Français à l’étranger : Pourriez-vous nous raconter l’histoire de votre association ?
Andreea Dumitrache : L’association « The 3 Million » a été fondée en 2016 par un groupe d’amis expatriés – notamment un Français, Nicolas Hatton – très inquiets pour leurs droits en tant qu’immigrés européens sur le sol britannique après le référendum sur le Brexit. Sept ans plus tard, nous sommes la plus grande organisation à représenter les citoyens de l’UE au Royaume-Uni. Il s’agit d’une association créée par des immigrés pour des immigrés afin d’œuvrer auprès du gouvernement britannique pour que les citoyens européens conservent l’essentiel de leurs droits malgré la sortie du Royaume-Uni de l’Union européenne. En 2016, le gouvernement estimait la population d’expatriés européens à trois millions sur son territoire, d’où notre nom. Selon le dernier recensement réalisé en 2021, ce chiffre atteindrait plutôt les 3,6 millions. Cela reste une estimation, car beaucoup de gens ont quitté le pays après le Brexit.
Post-Brexit, quelles sont les principales difficultés auxquelles sont confrontés les expatriés européens qui arrivent sur le territoire britannique ?
AD : Les nouveaux arrivants européens qui viennent travailler au Royaume-Uni ont souvent des visas de travailleurs qualifiés, ou de la famille avec un statut de résident permanent. Le problème concerne en réalité plutôt les personnes déjà sur place, parce qu’elles doivent prouver que leur statut est conforme via un nouveau système entièrement digitalisé. Or, le Royaume-Uni présente la plus grande diaspora d’expatriés européens: plus de sept millions de demandes ont été déposées dans le cadre du EU settlement scheme, un nouveau programme d’immigration mis en place en 2021 et qui permet aux ressortissants des pays membres de l’UE de demander une autorisation de rester sur le territoire. Pour une première validation, cela peut prendre entre 12 et 18 mois. Selon les dernières données du ministère de l’Intérieur britannique, 181 000 personnes sont ainsi en attente.

ACTIVITÉS>
**a)** Reprenez l'entretien de « AD : Les nouveaux » à « ainsi en attente. » en substituant « permis » à « visas ».
**b)** Résumez l'entretien en deux phrases.
La liste qui suit constitue un matériau indépendant de l'entretien.

DONNÉES FOURNIES>
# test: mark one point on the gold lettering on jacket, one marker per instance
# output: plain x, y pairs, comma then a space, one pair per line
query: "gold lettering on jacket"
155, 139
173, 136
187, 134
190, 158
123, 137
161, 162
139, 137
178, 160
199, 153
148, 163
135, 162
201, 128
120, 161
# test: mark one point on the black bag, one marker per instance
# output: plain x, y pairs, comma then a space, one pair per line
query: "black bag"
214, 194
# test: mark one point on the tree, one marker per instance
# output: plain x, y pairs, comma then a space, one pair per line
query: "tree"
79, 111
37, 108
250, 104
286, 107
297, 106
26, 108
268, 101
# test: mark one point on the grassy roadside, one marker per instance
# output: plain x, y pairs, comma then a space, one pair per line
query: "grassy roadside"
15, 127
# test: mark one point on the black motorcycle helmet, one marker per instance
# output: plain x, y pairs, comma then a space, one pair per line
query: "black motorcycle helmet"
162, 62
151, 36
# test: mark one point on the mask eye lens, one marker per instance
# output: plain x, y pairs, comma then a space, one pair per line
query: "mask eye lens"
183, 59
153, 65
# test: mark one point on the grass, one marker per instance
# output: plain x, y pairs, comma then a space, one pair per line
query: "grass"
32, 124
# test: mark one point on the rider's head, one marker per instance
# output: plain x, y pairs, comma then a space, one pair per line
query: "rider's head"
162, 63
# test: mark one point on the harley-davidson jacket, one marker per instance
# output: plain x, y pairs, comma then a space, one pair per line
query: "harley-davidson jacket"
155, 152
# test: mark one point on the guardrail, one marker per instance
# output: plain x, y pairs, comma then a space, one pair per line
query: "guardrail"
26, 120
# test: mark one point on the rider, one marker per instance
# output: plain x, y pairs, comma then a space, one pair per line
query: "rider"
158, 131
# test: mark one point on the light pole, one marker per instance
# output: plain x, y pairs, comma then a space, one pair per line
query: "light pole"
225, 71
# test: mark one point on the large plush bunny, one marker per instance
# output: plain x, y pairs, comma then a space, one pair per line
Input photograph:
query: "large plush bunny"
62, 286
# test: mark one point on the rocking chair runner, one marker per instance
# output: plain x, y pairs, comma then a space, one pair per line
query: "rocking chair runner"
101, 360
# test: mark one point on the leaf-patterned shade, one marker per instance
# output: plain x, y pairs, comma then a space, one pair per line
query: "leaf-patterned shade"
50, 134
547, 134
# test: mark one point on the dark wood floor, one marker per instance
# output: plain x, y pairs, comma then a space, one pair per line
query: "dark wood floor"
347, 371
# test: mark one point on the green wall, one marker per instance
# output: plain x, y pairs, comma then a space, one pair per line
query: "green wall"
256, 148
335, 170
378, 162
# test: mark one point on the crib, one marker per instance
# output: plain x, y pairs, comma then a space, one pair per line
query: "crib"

CORRIGÉ>
**a)**
AD : Les nouveaux arrivants européens qui viennent travailler au Royaume-Uni ont souvent des permis de travailleurs qualifiés, ou de la famille avec un statut de résident permanent. Le problème concerne en réalité plutôt les personnes déjà sur place, parce qu’elles doivent prouver que leur statut est conforme via un nouveau système entièrement digitalisé. Or, le Royaume-Uni présente la plus grande diaspora d’expatriés européens: plus de sept millions de demandes ont été déposées dans le cadre du EU settlement scheme, un nouveau programme d’immigration mis en place en 2021 et qui permet aux ressortissants des pays membres de l’UE de demander une autorisation de rester sur le territoire. Pour une première validation, cela peut prendre entre 12 et 18 mois. Selon les dernières données du ministère de l’Intérieur britannique, 181 000 personnes sont ainsi en attente.

**b)** L'association « The 3 Million », fondée en 2016 par un groupe d'amis expatriés inquiets pour leurs droits après le référendum sur le Brexit, est devenue la plus grande organisation représentant les citoyens de l'UE au Royaume-Uni et œuvre auprès du gouvernement britannique pour qu'ils conservent l'essentiel de leurs droits. La principale difficulté touche les Européens déjà sur place, qui doivent prouver la conformité de leur statut via un système entièrement digitalisé, une première validation pouvant prendre de 12 à 18 mois et 181 000 personnes étant en attente.